● **Your tasks**
1. Answer these about the Sunday Email essay:
(a) Which book by Joseph Campbell asks the question the writer hasn't been able to escape?
(b) In which book does Campbell discuss the Hero's Journey?
(c) Which book by Richard Rohr does the writer quote?
2. Quote the stretch of the Sunday Email essay from "What if destiny" through "today’s bestselling authors.".

Lead with the best version of yourself.

The Sunday Email: The Hero’s Journey Begins

Do you know your purpose? 

Great books drive us to ask tough questions like this one. 

In his book Pathways to Bliss: Mythology and Personal Transformation, Professor Joseph Campbell asks a question that I haven’t been able to escape: “In the West, you have the liberty and the obligation of finding out what your destiny is. You can discover it for yourself. But do you?”  

Are you following your destiny? Are you willing to leave the path of comfort and ease to one of danger and discomfort to achieve it? 

Destiny. Purpose. Courage to answer the call. These are themes I’ve been wrestling with over the last year. It’s not easy to think deeply like this. As a matter of fact, it’s almost impossible. In today’s world, it’s easier to live a distracted life than a deliberate one. We spend most of our waking hours trying to stay on top of our professional and personal commitments. To unplug from the stressors of life, we binge watch entire seasons of our favorite shows, and then watch other episodes suggested by an algorithm. And when we do have quiet time, we take our phones out to check notifications, scroll through social media apps, and stay up to date on the hourly breaking news.

What if destiny is calling and we’re not listening?

For those of you who aren’t familiar with Joseph Campbell or his work, he is the man behind the concept of The Hero’s Journey, which he discusses in his book The Hero with a Thousand Faces. It’s a universal pattern or plot that appears in myths, religions, and literature regardless of culture or historical period. His writings have influenced artists such as George Lucas, the founders of Pixar, and many of today’s bestselling authors. 

The Hero’s Journey is the story of our call to do something greater with our lives, something in service to others. It requires us to go inward to do the tough work of figuring out who we are and what gift is inside of us, and then return outward to our communities with that gift in hand. Campbell argues that if we are open to it, the Hero’s Journey can help us work out the plot of our lives.

As I read more and more about the journey, I see the plot everywhere. I see it in movies. I see it in books. I see it in the lives in the biographies I’ve read.

I see it in my own life. 

I thought I knew myself until I started doing the deep internal work required of the Hero’s Journey. As Richard Rohr wrote in Falling Upward, “Life is a matter of becoming fully and consciously who we already are, but it is a self that we largely do not know.”

What if, in all the noise and all the commitments our younger selves made, we’re missing the current call to fulfill our unique destiny? Or, what if we’ve felt the pull towards something greater, but haven’t taken the time to give it a second thought, and remained living in a way that doesn’t  live up to our untapped potential? Or, what if the fear of the unknown was too great, so we’ve shut the door on the Hero’s Journey?  

Maybe reading, writing, and reflection could have given us the space to think through these things, but we didn’t make the time for it. I know. For the longest time I felt like I couldn’t make the time.

● **Data shown**

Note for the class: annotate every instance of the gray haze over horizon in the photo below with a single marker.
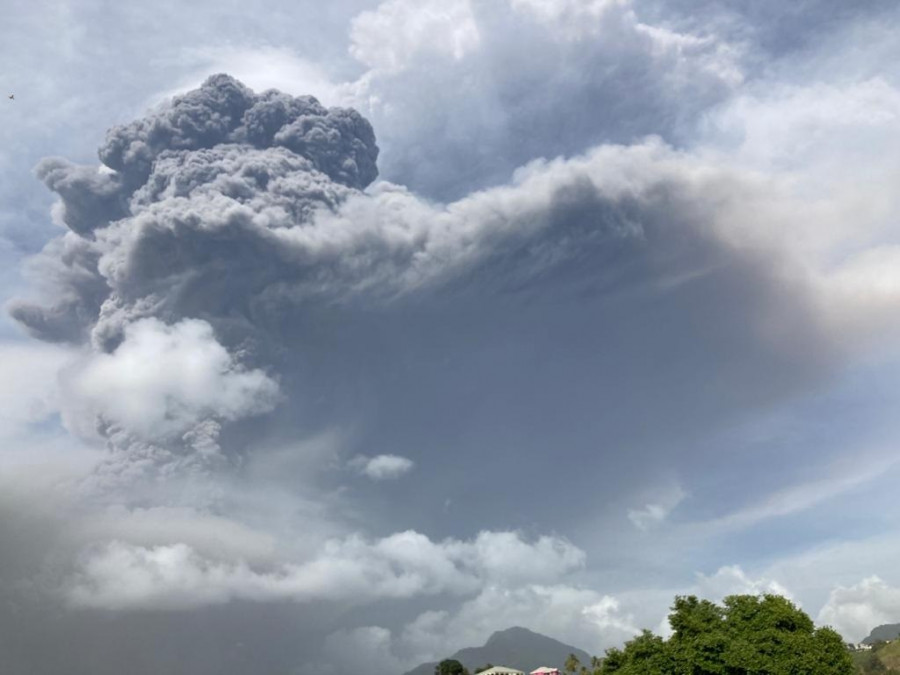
(342, 337)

● **Answers to each task**
1.
(a) Pathways to Bliss: Mythology and Personal Transformation
(b) The Hero with a Thousand Faces
(c) Falling Upward

2.
What if destiny is calling and we’re not listening?

For those of you who aren’t familiar with Joseph Campbell or his work, he is the man behind the concept of The Hero’s Journey, which he discusses in his book The Hero with a Thousand Faces. It’s a universal pattern or plot that appears in myths, religions, and literature regardless of culture or historical period. His writings have influenced artists such as George Lucas, the founders of Pixar, and many of today’s bestselling authors.